Given passage.
Planning strategies like tree of thoughts or MCTS multiply model calls per task, long-context memory grows token counts, and multi-agent systems add conversational overhead. A capable agent is often 10-100x more expensive than a single prompt and can take minutes instead of seconds.

Frequently asked questions

How is an AI agent different from a chatbot?
A chatbot produces text in response to user messages and typically has no ability to take external actions. An AI agent is built around an LLM but adds tools, memory, and a control loop that lets it fetch data, run code, call APIs, and iterate on a task autonomously. The same base model can serve both roles; the difference is the scaffolding around it. Most production “chatbots” today are actually lightweight agents, because almost every useful assistant needs at least retrieval or function calling to stay grounded.

Do AI agents require special models, or does any LLM work?
Any capable instruction-following LLM can in principle drive an agent, but models trained with tool-use and function-calling examples perform dramatically better on ReAct loops, planning, and structured output. Frontier models from major labs ship with native function-calling APIs and agentic post-training, and open-weight models increasingly include similar capabilities. The practical floor is a model that reliably produces well-formed JSON and follows multi-turn instructions; below that, agent behaviour becomes too unreliable to deploy.

Should developers build agents from scratch or use a framework?
It depends on the complexity and the team’s experience. For simple single-loop ReAct agents with a handful of tools, a custom implementation of about a hundred lines of code is often clearer than pulling in a large framework. For multi-agent orchestration, complex memory patterns, or production-scale observability, frameworks like LangGraph, AutoGen, or CrewAI save real work. The trade-off is framework lock-in against boilerplate — a choice worth making deliberately rather than by default.

Point-per-instance localization data.

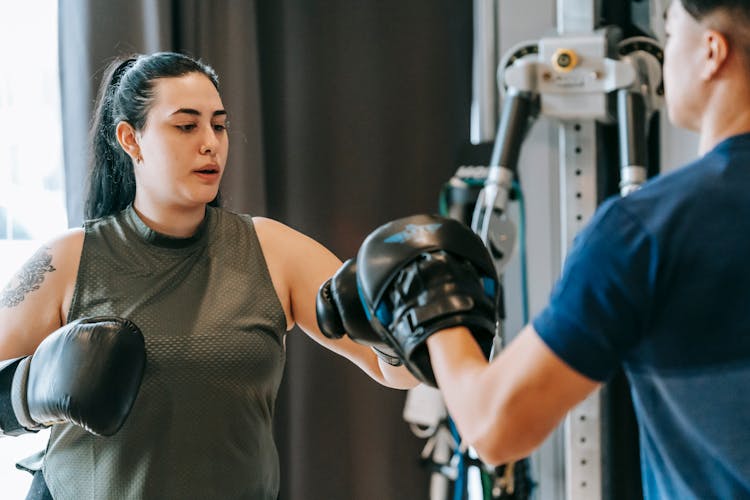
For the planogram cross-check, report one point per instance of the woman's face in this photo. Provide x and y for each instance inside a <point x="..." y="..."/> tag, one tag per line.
<point x="183" y="144"/>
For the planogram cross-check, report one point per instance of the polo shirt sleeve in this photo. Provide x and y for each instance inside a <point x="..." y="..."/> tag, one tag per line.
<point x="600" y="305"/>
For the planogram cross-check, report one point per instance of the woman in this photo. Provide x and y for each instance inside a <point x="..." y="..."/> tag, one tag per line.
<point x="213" y="293"/>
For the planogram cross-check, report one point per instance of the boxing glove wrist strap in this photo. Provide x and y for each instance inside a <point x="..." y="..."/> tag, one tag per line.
<point x="18" y="396"/>
<point x="387" y="358"/>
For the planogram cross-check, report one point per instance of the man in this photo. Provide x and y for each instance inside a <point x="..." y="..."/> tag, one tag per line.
<point x="658" y="284"/>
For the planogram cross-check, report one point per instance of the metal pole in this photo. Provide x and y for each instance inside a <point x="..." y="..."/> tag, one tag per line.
<point x="578" y="199"/>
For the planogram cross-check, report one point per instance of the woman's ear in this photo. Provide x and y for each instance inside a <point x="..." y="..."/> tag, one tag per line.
<point x="128" y="140"/>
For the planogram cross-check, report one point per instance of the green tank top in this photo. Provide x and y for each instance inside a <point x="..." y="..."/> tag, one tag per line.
<point x="214" y="327"/>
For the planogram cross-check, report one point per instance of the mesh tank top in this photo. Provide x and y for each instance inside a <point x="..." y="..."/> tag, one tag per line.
<point x="201" y="426"/>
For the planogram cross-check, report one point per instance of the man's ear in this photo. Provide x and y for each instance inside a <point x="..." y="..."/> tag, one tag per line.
<point x="717" y="51"/>
<point x="128" y="140"/>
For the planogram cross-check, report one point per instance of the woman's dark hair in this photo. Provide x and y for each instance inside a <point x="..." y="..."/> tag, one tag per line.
<point x="126" y="94"/>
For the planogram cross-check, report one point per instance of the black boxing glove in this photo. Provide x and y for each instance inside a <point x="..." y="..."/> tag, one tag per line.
<point x="340" y="311"/>
<point x="87" y="373"/>
<point x="423" y="274"/>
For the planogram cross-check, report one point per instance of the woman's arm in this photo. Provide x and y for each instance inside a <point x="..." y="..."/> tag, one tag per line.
<point x="35" y="301"/>
<point x="299" y="266"/>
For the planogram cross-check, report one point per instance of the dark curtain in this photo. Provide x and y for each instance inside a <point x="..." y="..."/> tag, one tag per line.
<point x="345" y="114"/>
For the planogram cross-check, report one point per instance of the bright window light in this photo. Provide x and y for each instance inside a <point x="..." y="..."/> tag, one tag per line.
<point x="32" y="202"/>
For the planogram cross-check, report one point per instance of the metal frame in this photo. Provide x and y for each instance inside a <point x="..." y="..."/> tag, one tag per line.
<point x="578" y="200"/>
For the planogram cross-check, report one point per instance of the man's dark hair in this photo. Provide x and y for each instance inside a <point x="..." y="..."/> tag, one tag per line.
<point x="701" y="8"/>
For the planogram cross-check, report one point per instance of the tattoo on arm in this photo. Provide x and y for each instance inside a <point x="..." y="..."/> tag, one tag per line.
<point x="28" y="279"/>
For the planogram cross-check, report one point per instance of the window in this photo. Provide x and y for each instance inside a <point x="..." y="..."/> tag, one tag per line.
<point x="32" y="206"/>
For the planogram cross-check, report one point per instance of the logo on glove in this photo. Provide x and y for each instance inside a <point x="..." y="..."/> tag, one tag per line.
<point x="414" y="232"/>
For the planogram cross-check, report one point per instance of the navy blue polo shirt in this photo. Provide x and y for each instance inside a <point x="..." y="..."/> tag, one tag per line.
<point x="659" y="284"/>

The task. Reproduce the AI agent text between "Any capable instruction-following" and "unreliable to deploy.", inclusive, changing "JSON" to "XML".

Written solution.
Any capable instruction-following LLM can in principle drive an agent, but models trained with tool-use and function-calling examples perform dramatically better on ReAct loops, planning, and structured output. Frontier models from major labs ship with native function-calling APIs and agentic post-training, and open-weight models increasingly include similar capabilities. The practical floor is a model that reliably produces well-formed XML and follows multi-turn instructions; below that, agent behaviour becomes too unreliable to deploy.